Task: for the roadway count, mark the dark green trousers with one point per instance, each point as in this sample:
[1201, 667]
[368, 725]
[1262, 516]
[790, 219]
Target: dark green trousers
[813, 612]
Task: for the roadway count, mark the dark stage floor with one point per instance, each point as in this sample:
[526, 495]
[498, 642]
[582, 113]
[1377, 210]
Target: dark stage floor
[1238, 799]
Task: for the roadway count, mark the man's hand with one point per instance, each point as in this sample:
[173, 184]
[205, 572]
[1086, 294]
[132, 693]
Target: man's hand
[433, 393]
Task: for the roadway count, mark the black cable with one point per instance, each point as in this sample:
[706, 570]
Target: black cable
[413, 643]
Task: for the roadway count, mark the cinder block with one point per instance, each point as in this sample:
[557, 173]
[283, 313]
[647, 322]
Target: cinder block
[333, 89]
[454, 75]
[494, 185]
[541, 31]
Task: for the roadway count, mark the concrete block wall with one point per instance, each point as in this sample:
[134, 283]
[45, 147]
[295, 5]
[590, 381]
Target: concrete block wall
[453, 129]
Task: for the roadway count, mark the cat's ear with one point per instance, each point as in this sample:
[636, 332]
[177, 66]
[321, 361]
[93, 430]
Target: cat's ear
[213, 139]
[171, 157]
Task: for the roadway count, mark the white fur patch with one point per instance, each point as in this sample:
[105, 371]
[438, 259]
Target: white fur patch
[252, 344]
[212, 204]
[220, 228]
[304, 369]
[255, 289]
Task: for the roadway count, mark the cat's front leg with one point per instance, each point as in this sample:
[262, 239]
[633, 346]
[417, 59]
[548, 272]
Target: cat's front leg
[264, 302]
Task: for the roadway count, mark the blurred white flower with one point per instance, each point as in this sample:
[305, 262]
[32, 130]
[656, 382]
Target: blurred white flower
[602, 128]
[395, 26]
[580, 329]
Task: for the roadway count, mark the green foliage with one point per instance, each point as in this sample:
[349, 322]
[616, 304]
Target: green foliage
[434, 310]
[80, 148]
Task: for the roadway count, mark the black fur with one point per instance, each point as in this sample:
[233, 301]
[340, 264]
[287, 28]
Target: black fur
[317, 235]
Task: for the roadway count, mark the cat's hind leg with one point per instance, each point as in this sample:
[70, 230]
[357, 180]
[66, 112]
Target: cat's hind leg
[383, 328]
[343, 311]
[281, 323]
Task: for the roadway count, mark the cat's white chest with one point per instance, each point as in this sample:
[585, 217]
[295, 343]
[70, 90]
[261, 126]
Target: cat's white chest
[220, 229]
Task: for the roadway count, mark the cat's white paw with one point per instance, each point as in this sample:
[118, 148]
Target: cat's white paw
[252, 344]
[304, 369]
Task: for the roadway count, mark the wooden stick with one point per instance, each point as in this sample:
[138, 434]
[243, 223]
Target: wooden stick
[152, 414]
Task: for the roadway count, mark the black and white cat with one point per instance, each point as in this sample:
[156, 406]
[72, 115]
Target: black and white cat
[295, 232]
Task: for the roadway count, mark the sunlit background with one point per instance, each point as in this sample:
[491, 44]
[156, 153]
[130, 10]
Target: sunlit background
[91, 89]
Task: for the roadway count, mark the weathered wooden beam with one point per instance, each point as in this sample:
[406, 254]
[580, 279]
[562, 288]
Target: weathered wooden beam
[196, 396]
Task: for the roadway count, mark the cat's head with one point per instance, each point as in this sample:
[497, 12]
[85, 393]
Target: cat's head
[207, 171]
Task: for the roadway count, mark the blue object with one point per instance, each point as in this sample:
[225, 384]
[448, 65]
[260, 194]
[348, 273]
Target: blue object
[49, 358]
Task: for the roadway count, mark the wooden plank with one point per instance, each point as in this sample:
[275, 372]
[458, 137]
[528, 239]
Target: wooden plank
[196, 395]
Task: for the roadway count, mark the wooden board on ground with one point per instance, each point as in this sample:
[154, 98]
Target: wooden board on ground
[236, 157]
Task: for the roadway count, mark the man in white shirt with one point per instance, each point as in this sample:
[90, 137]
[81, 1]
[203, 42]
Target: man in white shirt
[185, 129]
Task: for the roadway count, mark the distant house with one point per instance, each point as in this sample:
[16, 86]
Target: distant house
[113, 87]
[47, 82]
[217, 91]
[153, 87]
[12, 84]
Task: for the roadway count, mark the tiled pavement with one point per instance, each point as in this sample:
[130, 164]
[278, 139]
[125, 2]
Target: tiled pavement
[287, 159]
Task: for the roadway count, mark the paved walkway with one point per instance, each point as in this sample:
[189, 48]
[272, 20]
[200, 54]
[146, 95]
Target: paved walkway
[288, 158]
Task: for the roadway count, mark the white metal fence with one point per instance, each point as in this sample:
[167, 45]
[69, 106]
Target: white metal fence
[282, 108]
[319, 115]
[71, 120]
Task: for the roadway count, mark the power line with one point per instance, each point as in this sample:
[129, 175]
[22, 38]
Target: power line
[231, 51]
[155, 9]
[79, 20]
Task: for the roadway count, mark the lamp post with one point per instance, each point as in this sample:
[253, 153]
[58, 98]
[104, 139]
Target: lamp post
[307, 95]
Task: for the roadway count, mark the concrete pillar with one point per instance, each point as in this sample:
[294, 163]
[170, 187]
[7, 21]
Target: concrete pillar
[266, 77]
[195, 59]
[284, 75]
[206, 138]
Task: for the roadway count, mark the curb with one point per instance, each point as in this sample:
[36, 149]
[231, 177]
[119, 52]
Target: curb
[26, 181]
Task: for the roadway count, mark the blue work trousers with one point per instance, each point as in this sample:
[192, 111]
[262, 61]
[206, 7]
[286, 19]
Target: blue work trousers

════════════════

* _BRIEF_: Print the whole listing again, exactly.

* _THE OUTPUT_:
Task: for the roadway count, mark the dark green trousers with one point per instance, each point as in this sample:
[1201, 667]
[368, 725]
[1262, 516]
[790, 219]
Target: dark green trousers
[813, 612]
Task: for the roadway count, mark the dark stage floor with one point per instance, each point as in this sample:
[526, 495]
[498, 642]
[582, 113]
[1377, 210]
Target: dark stage floor
[1238, 799]
Task: for the roadway count, mark the man's hand with one point per instance, each point as in this sample:
[173, 184]
[205, 572]
[1086, 294]
[132, 693]
Target: man's hand
[433, 393]
Task: for the roadway count, mark the black cable with one point per instance, each point as in this sample:
[706, 570]
Target: black cable
[413, 643]
Task: for the roadway count, mark the cinder block with one point per instance, each point as in this sample:
[557, 173]
[283, 313]
[647, 322]
Target: cinder block
[333, 89]
[454, 75]
[494, 185]
[541, 31]
Task: for the roadway count, mark the concrete block wall with one point per instance, each point as in this sample:
[134, 283]
[45, 147]
[295, 5]
[590, 381]
Target: concrete block wall
[453, 129]
Task: for the roadway count, mark the cat's ear with one point per instance, each point as in this sample:
[636, 332]
[177, 66]
[321, 361]
[93, 430]
Target: cat's ear
[213, 139]
[171, 157]
Task: for the roadway count, mark the white fur patch with one point per instance, each point as in this sample:
[105, 371]
[438, 259]
Target: white fur patch
[252, 344]
[212, 204]
[220, 228]
[304, 369]
[255, 289]
Task: for the roadway count, mark the cat's front leg with one point per instance, each point as in this sample:
[262, 239]
[633, 346]
[417, 59]
[548, 272]
Target: cat's front leg
[264, 302]
Task: for the roadway count, mark the blurred white flower with one point per instance, each point as in this sample:
[305, 262]
[32, 130]
[656, 382]
Target: blurred white flower
[602, 128]
[395, 26]
[580, 329]
Task: for the roadway count, mark the green foliage with one point per instance, each point as in this sample:
[349, 322]
[616, 304]
Target: green foliage
[434, 310]
[80, 148]
Task: for the roadway count, mark the black fur with one point per instance, each point as in this sample:
[233, 301]
[340, 264]
[287, 28]
Target: black fur
[317, 235]
Task: for the roadway count, mark the cat's hind leg with one point per instance, each point as in this sample:
[70, 230]
[357, 180]
[66, 112]
Target: cat's hind leg
[383, 328]
[343, 311]
[281, 323]
Task: for the roadway count, mark the cat's white chest with one point per instance, each point as in this sample:
[585, 217]
[295, 343]
[70, 90]
[261, 126]
Target: cat's white chest
[220, 229]
Task: for the roadway count, mark the cat's white paw with one point per instance, each point as in this sample:
[118, 148]
Target: cat's white paw
[252, 344]
[304, 369]
Task: for the roadway count, mark the wooden stick with one point per instance, each point as in this sample:
[138, 434]
[243, 223]
Target: wooden stick
[152, 414]
Task: for the roadway count, mark the black and white cat with one point per instance, each point as in this sample:
[156, 406]
[72, 115]
Target: black and white cat
[295, 232]
Task: for the roadway count, mark the sunlit background with one point per instance, each point as in this sample:
[491, 44]
[156, 153]
[130, 10]
Target: sunlit background
[91, 89]
Task: for the roadway count, mark the weathered wooden beam with one point per instance, each point as in this sample:
[406, 254]
[580, 279]
[562, 288]
Target: weathered wooden beam
[196, 396]
Task: for the roadway count, mark the cat's head with one point per instance, each point as in this sample:
[497, 12]
[85, 393]
Target: cat's head
[207, 171]
Task: for the roadway count, mark the blue object with one point per instance, each point as in this sample:
[225, 384]
[448, 65]
[260, 194]
[348, 273]
Target: blue object
[49, 358]
Task: for the roadway count, mark the wooden plank with one point per instance, each point as in this sample:
[275, 372]
[458, 137]
[528, 239]
Target: wooden plank
[196, 395]
Task: for the roadway count, mark the wooden board on ground with one point per instance, each point as in this sample:
[154, 98]
Target: wooden board on ground
[236, 157]
Task: for the roadway count, mark the man in white shirt with one point per instance, each point as in this sample:
[90, 137]
[81, 1]
[203, 42]
Target: man in white shirt
[185, 129]
Task: for the roadway count, mark the distant house with one point per instance, each point as in this sample:
[16, 86]
Target: distant house
[113, 87]
[47, 82]
[217, 91]
[153, 87]
[12, 84]
Task: for the roadway count, mark the tiled pavement with one point per instance, each point as in this sample:
[130, 164]
[278, 139]
[125, 2]
Target: tiled pavement
[287, 159]
Task: for the roadway count, mark the paved walkway with one point per instance, each point as in this sample:
[189, 48]
[272, 20]
[200, 54]
[146, 95]
Target: paved walkway
[288, 158]
Task: for the roadway count, mark the white metal fence with one point per instance, each point as in this sample:
[167, 45]
[69, 106]
Target: white metal fence
[282, 108]
[319, 115]
[71, 120]
Task: for the roadway count, mark the power line with one point per instance, each point as in this sample:
[129, 175]
[22, 38]
Target: power line
[231, 51]
[155, 9]
[79, 20]
Task: for the roadway count, mark the lamp post with one point per instance, each point as in this sample:
[253, 153]
[58, 98]
[104, 139]
Target: lamp post
[307, 95]
Task: for the roadway count, mark the concrete pillar with one point per instance, each point as in this sample:
[294, 163]
[170, 187]
[7, 21]
Target: concrete pillar
[266, 77]
[195, 59]
[284, 75]
[206, 138]
Task: for the roadway count, mark the curb with one point per instance, each point as in this sample:
[36, 149]
[231, 177]
[119, 52]
Target: curb
[26, 181]
Task: for the roadway count, mark the blue work trousers with one point per instance, each point as in this sample:
[192, 111]
[262, 61]
[206, 7]
[286, 19]
Target: blue work trousers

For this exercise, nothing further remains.